**DATASET:**

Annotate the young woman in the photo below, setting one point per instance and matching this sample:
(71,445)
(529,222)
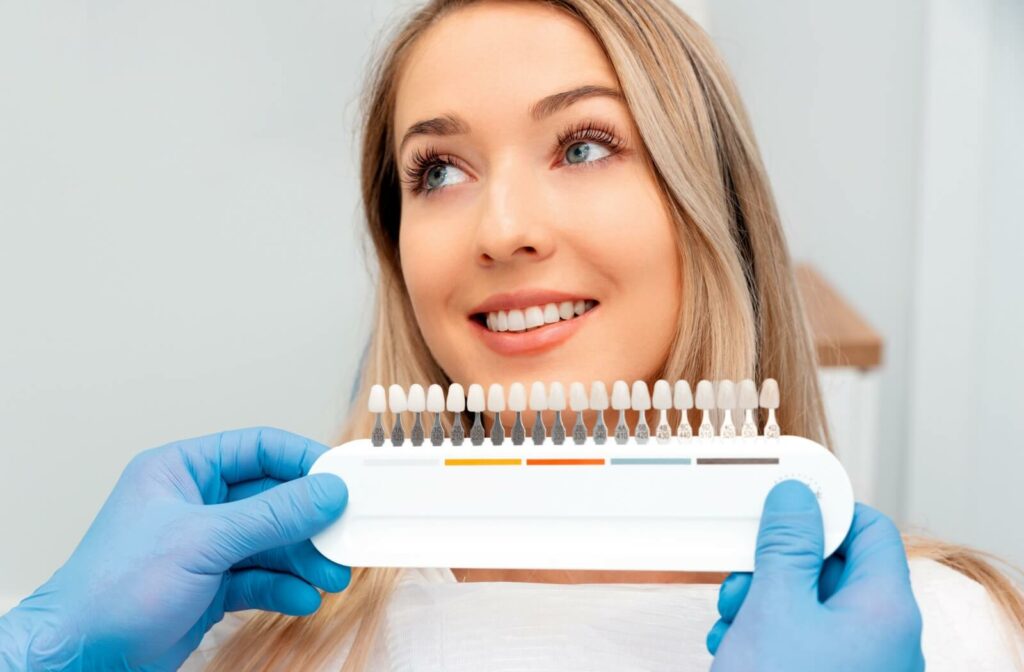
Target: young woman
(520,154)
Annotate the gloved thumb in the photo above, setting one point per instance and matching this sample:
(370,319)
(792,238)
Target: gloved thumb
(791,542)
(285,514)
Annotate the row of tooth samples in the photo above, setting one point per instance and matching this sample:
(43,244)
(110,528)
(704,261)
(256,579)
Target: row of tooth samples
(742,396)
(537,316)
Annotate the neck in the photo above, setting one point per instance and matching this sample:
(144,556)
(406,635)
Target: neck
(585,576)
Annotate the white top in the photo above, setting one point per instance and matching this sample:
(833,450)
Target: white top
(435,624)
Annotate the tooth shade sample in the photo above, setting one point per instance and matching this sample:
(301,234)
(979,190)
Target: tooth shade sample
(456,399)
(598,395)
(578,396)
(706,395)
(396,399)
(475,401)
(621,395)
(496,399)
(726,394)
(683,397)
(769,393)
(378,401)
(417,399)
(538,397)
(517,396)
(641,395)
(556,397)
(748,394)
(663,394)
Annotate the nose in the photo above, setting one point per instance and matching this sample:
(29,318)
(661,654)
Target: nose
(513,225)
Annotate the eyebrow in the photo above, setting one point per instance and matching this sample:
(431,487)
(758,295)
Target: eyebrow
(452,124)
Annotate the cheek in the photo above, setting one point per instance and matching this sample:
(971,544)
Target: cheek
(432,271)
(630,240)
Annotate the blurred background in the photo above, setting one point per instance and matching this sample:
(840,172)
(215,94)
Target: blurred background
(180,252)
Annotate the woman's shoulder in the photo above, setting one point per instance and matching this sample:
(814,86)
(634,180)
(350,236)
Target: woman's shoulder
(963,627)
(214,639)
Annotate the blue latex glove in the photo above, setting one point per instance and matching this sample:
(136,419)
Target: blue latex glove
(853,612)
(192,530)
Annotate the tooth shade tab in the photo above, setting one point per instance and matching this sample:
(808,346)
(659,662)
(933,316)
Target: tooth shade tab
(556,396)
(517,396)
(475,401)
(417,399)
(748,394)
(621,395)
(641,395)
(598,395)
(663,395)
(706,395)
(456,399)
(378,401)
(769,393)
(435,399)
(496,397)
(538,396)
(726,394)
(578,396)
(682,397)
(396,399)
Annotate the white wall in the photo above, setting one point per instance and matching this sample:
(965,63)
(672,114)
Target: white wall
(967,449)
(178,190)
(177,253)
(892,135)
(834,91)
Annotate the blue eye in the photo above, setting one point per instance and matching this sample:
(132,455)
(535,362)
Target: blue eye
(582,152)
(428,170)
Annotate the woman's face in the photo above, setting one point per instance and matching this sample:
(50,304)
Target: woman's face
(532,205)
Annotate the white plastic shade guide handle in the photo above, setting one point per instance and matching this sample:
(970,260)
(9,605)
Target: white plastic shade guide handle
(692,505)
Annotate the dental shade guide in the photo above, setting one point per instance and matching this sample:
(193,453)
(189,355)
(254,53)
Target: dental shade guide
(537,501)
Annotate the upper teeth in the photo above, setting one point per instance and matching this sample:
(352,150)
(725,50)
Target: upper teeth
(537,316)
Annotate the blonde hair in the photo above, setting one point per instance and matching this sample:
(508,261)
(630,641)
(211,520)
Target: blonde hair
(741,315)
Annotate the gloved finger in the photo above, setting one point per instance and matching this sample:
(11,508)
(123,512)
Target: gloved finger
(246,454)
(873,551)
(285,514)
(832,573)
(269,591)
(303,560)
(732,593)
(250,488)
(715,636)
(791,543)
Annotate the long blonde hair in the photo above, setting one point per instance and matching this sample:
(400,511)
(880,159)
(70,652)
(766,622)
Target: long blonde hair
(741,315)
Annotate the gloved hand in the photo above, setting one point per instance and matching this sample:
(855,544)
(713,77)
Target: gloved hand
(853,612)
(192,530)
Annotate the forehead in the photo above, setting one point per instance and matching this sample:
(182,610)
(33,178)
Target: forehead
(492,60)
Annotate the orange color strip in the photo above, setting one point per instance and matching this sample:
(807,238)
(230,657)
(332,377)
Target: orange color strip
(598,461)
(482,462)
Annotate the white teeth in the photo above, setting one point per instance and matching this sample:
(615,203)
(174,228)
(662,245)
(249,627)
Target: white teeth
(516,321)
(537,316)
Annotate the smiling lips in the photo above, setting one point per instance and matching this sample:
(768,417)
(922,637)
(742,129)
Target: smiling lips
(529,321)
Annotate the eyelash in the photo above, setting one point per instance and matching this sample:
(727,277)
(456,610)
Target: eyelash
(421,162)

---

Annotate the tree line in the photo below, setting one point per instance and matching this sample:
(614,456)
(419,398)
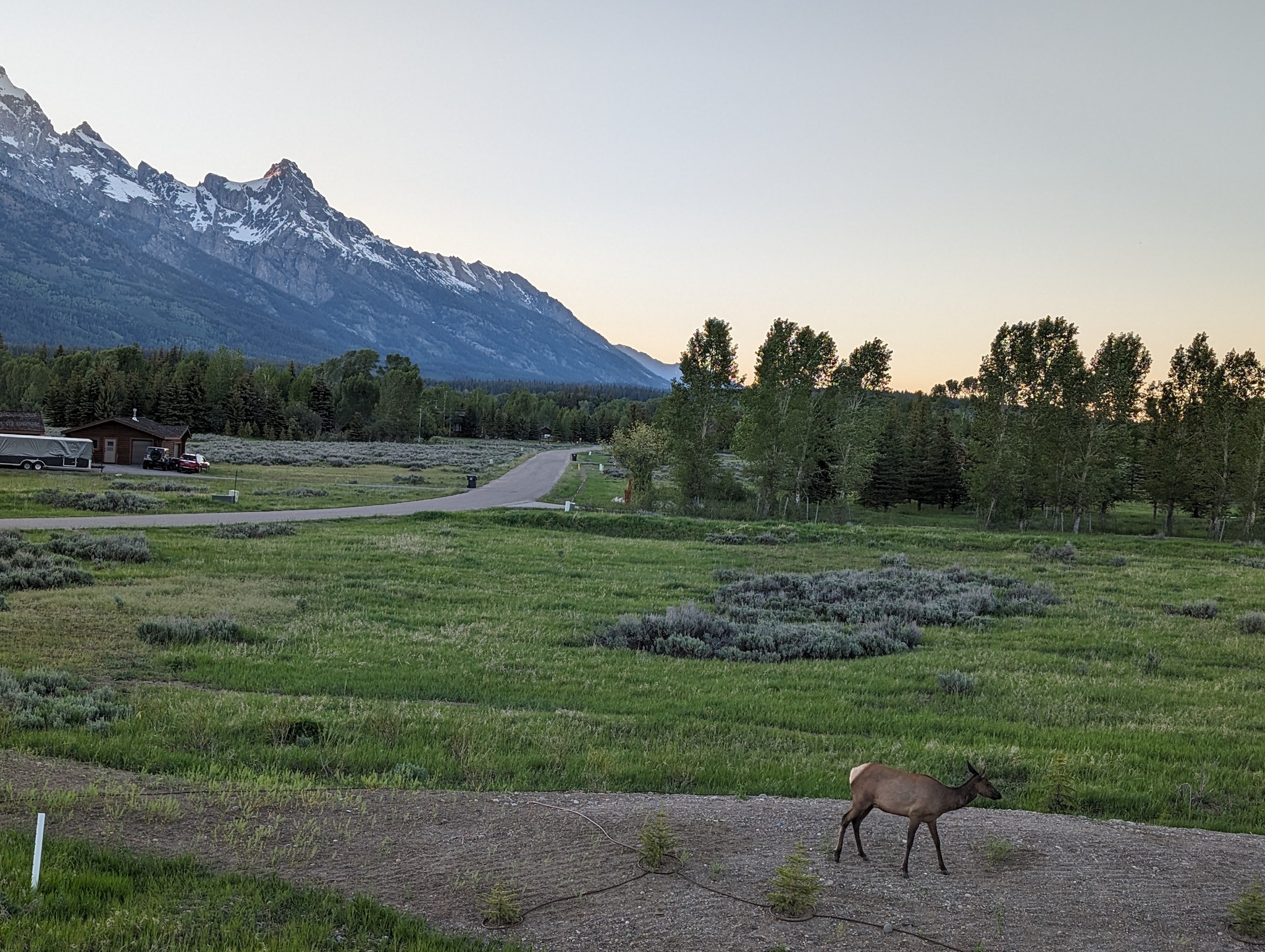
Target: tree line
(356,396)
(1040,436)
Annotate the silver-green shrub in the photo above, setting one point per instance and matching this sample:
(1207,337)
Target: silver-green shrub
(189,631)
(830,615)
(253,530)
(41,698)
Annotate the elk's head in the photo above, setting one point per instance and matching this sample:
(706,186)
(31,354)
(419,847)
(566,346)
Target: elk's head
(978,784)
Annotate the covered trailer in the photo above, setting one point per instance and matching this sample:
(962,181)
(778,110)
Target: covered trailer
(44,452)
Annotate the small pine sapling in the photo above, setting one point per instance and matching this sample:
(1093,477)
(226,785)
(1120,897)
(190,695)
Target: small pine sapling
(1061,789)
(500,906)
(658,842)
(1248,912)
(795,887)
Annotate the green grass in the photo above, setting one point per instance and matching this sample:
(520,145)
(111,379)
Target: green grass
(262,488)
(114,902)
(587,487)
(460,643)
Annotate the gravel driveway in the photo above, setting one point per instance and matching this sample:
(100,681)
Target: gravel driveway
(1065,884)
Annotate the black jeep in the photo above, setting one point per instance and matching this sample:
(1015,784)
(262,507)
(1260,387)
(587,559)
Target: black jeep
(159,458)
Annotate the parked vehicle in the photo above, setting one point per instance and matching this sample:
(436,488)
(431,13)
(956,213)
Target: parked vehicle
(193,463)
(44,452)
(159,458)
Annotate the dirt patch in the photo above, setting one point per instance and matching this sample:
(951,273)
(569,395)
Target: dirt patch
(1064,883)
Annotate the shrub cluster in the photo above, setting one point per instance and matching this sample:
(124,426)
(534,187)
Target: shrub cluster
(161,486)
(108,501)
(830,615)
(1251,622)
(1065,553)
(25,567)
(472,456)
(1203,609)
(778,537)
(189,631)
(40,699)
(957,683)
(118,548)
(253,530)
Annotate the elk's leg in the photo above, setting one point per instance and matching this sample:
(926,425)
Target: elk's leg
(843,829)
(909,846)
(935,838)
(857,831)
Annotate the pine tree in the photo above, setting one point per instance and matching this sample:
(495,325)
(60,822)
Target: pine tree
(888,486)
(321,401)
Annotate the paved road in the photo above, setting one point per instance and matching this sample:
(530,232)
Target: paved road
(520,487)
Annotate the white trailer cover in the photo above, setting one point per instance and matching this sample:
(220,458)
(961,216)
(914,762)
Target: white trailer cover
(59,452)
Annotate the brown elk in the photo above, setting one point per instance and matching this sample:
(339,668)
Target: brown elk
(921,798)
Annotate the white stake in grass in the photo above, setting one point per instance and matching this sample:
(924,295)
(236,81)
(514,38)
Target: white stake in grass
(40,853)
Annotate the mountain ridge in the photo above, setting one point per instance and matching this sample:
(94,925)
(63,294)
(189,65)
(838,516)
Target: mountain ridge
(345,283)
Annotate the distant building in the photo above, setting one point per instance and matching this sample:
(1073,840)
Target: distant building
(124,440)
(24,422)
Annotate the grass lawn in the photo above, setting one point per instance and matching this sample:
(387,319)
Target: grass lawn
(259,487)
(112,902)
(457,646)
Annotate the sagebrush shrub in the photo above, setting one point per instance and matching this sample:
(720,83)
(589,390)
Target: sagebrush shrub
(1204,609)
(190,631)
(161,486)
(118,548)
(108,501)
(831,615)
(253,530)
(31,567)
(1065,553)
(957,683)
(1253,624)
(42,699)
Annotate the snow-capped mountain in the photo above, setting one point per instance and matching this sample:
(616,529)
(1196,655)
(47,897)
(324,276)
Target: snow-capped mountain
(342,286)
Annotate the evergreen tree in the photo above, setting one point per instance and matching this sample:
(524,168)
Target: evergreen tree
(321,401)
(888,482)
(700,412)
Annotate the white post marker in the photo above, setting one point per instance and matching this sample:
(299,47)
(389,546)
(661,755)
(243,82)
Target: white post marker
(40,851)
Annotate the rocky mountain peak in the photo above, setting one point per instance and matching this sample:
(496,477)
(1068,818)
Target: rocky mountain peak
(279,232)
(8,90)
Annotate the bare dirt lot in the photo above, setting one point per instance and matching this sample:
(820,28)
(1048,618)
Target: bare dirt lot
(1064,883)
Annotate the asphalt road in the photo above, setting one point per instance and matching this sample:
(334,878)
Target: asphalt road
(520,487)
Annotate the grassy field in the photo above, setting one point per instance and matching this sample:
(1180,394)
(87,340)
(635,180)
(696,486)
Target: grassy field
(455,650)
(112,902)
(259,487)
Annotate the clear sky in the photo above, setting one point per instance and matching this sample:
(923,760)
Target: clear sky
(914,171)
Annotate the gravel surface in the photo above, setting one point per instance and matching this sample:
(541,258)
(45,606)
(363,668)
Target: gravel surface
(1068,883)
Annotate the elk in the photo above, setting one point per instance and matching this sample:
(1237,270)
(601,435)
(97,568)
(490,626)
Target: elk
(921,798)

**SET PROBLEM:**
Gather every line of the listing above that contains the word "post" and copy each one in full.

**CORRECT RESULT:**
Annotate the white post marker in the photo above, setting one point per instance and matching this sample:
Target: white post marker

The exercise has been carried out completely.